WHAT NEEDS TO BE DONE. Set down the passage of the excerpt below on the costs of the interlocutory application, between "9 Asahi contended" and "waived by Asahi.", inclusive.

EXCERPT PROVIDED.
+ + +

Costs of the Interlocutory Application
8 Asahi seeks an order that the costs of the interlocutory application be costs in the cause or, alternatively, if any costs are to be awarded to the relevant respondents, such costs be discounted.
9 Asahi contended that the usual order that costs follow the event ought not be made for two reasons. First, it relied on a number of concessions which were made in the course of the hearing by the relevant respondents. The concessions in question are referred to in my earlier reasons for judgment at [56]. In broad terms, it was conceded that legal professional privilege had attached to the document at issue. That left for determination the question of whether the privilege had been waived by Asahi.
10 Asahi characterised the concessions made as demonstrating that it was partly successful and that the mixed success of the parties on the interlocutory application should result in an apportionment of costs.

+ + +

LISTED RECORDS.

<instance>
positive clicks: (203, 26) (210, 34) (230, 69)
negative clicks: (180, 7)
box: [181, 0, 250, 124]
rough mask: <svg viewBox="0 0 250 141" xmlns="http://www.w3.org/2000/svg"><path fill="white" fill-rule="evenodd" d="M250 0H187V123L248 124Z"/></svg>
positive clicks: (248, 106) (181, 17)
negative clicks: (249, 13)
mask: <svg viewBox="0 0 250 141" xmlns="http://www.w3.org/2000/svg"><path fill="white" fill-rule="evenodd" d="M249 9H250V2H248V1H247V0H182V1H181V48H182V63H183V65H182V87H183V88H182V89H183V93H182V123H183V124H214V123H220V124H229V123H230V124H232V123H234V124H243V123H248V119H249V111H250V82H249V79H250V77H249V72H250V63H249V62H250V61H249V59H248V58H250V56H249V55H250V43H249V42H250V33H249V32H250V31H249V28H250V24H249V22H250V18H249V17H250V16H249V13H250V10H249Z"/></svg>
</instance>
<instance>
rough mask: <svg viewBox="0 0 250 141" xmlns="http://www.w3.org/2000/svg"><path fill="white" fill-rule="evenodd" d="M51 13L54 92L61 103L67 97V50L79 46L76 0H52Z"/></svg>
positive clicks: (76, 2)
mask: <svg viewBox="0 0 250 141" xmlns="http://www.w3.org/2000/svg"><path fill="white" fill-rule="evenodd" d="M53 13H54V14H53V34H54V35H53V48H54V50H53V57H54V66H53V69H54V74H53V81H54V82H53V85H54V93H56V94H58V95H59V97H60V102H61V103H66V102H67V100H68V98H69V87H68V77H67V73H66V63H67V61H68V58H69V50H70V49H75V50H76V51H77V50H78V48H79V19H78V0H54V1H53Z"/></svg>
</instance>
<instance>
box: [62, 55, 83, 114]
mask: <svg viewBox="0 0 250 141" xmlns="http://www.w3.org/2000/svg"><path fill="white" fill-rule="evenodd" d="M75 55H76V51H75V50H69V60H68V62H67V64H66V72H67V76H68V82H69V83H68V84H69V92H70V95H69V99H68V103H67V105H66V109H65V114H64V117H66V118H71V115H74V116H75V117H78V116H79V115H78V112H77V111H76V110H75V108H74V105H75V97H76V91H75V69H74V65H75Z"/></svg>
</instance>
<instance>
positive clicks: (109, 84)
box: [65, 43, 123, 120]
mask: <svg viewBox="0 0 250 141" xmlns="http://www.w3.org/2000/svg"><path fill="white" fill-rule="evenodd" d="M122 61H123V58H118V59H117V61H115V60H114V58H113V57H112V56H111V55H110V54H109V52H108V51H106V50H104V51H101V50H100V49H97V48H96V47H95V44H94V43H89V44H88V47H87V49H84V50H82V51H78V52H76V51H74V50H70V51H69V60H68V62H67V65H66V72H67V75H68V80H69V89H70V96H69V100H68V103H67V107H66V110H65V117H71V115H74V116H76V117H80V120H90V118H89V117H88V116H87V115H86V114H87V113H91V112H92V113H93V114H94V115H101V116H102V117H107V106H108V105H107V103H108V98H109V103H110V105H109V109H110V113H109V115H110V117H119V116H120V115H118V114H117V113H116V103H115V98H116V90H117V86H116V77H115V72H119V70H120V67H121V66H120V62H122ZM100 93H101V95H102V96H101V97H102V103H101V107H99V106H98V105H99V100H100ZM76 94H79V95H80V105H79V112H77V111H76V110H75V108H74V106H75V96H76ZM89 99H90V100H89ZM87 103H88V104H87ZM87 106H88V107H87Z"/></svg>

+ + +

TASK RESPONSE.
9 Asahi contended that the usual order that costs follow the event ought not be made for two reasons. First, it relied on a number of concessions which were made in the course of the hearing by the relevant respondents. The concessions in question are referred to in my earlier reasons for judgment at [56]. In broad terms, it was conceded that legal professional privilege had attached to the document at issue. That left for determination the question of whether the privilege had been waived by Asahi.